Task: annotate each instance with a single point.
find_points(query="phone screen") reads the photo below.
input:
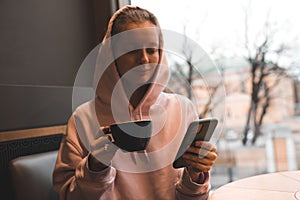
(200, 130)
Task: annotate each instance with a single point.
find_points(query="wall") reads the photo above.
(43, 44)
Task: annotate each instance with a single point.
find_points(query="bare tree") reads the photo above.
(261, 70)
(189, 73)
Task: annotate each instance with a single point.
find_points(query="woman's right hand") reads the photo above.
(103, 151)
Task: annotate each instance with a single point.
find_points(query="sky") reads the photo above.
(221, 24)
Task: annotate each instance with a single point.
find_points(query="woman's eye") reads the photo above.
(152, 50)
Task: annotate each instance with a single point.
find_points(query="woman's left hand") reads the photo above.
(200, 158)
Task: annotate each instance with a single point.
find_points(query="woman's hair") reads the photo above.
(131, 15)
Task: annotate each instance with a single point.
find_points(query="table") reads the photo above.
(275, 186)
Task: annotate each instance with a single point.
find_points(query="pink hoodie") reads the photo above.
(139, 175)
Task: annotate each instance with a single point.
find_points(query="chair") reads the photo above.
(32, 176)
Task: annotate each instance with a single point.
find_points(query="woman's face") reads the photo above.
(141, 56)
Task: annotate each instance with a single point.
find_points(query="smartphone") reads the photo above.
(199, 130)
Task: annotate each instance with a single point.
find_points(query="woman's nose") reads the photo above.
(144, 56)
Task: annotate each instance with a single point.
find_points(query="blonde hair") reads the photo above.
(131, 15)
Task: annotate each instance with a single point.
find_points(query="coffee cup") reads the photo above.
(131, 136)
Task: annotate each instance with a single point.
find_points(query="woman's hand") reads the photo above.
(200, 158)
(103, 151)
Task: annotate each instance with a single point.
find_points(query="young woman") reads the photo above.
(130, 76)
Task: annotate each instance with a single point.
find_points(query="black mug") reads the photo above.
(131, 136)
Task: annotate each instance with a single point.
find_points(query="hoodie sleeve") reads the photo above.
(72, 178)
(188, 190)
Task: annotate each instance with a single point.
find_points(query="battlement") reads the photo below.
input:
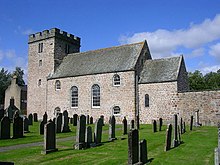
(54, 32)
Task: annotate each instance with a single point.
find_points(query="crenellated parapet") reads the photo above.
(54, 32)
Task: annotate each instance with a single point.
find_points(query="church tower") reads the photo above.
(46, 51)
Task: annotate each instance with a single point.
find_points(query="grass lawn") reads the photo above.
(197, 148)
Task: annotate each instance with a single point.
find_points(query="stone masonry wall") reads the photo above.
(122, 96)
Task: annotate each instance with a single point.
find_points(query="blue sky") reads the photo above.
(171, 28)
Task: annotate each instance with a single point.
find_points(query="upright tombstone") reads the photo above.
(18, 126)
(132, 124)
(2, 113)
(143, 151)
(80, 132)
(160, 124)
(59, 123)
(30, 119)
(26, 125)
(88, 138)
(91, 120)
(168, 138)
(65, 124)
(49, 138)
(5, 128)
(124, 126)
(191, 123)
(35, 117)
(98, 131)
(75, 119)
(133, 150)
(154, 125)
(112, 128)
(175, 140)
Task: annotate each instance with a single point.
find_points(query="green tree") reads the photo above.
(5, 79)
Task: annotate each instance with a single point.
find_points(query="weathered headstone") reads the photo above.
(26, 125)
(30, 119)
(160, 124)
(143, 151)
(112, 128)
(133, 150)
(191, 123)
(35, 117)
(59, 123)
(75, 119)
(98, 131)
(91, 120)
(132, 124)
(88, 138)
(80, 132)
(65, 124)
(5, 128)
(154, 125)
(124, 126)
(168, 138)
(175, 140)
(18, 126)
(49, 138)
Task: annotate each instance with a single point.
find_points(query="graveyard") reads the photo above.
(195, 147)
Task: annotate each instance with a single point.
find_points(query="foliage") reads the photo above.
(209, 81)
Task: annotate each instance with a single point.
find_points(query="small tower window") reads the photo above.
(40, 47)
(39, 82)
(116, 110)
(146, 100)
(57, 85)
(116, 80)
(95, 96)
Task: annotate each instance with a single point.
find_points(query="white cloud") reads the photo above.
(164, 42)
(215, 50)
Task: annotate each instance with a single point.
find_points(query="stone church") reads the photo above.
(123, 81)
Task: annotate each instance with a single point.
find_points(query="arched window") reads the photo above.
(116, 80)
(57, 111)
(95, 96)
(116, 110)
(146, 100)
(74, 97)
(57, 85)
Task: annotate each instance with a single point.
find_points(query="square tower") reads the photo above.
(46, 51)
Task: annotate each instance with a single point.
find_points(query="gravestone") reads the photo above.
(80, 132)
(191, 123)
(30, 118)
(168, 137)
(175, 140)
(133, 150)
(65, 124)
(154, 125)
(160, 124)
(59, 123)
(18, 126)
(132, 124)
(5, 128)
(88, 138)
(2, 113)
(124, 126)
(35, 117)
(143, 151)
(26, 125)
(91, 120)
(49, 138)
(112, 128)
(98, 131)
(75, 118)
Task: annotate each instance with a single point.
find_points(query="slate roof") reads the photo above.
(114, 59)
(160, 70)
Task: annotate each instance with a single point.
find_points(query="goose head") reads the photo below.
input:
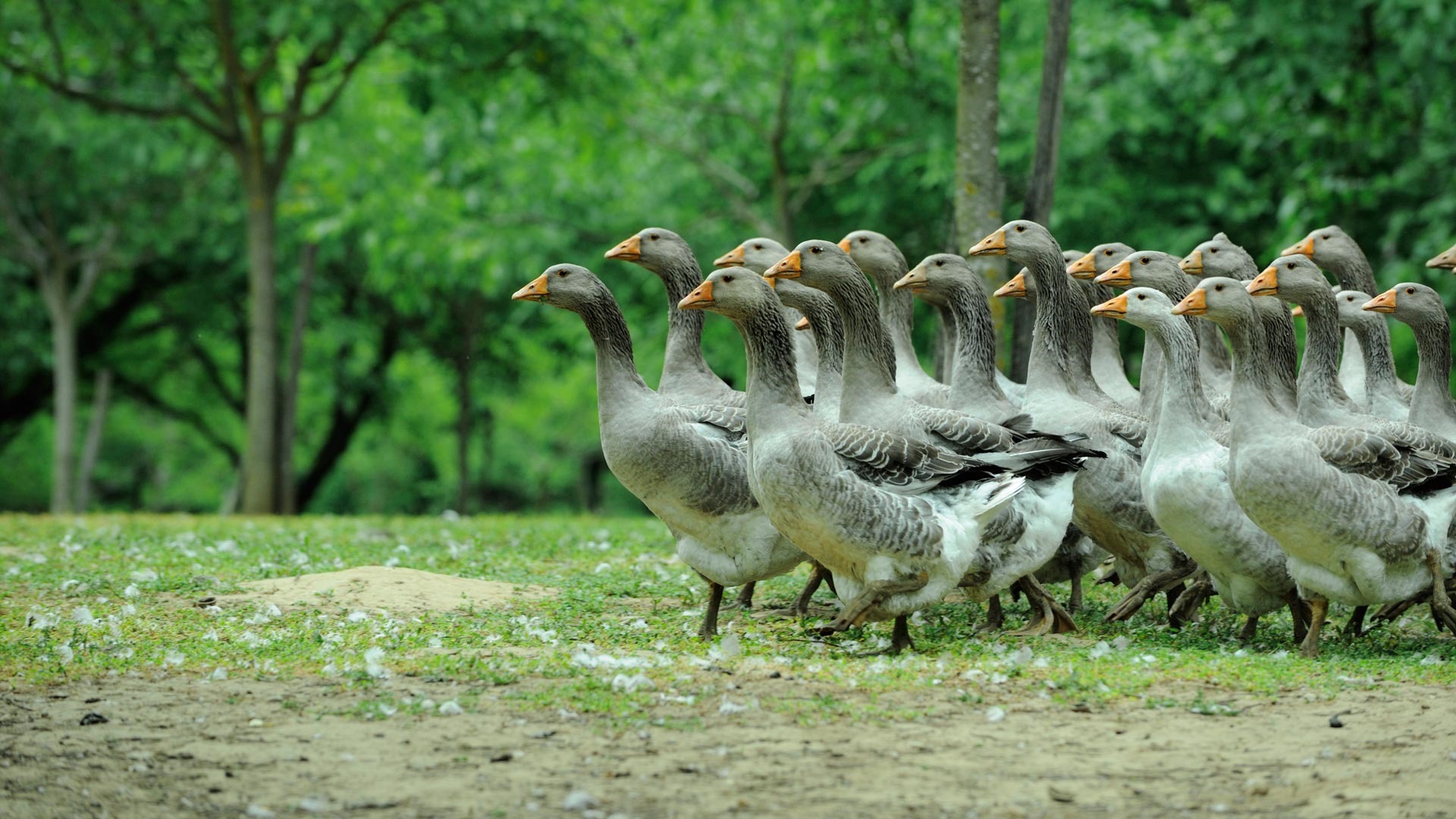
(566, 286)
(756, 254)
(1098, 260)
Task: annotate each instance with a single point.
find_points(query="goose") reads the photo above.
(1424, 311)
(897, 521)
(883, 261)
(1335, 251)
(1107, 352)
(685, 463)
(952, 286)
(1185, 472)
(759, 254)
(1373, 340)
(1220, 257)
(1362, 518)
(1161, 271)
(1107, 502)
(686, 375)
(1443, 260)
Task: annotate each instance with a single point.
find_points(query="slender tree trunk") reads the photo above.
(63, 352)
(91, 450)
(1044, 167)
(261, 453)
(289, 423)
(979, 187)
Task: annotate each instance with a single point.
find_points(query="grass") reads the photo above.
(112, 595)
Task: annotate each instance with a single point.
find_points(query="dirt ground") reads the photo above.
(245, 748)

# Task statement:
Extract each line of the records that contains the word "hoodie", matching case exactly.

# Result for this task:
find_points(query="pink hoodie") reads the photo above.
find_points(query="hoodie sleeve") reads the photo above.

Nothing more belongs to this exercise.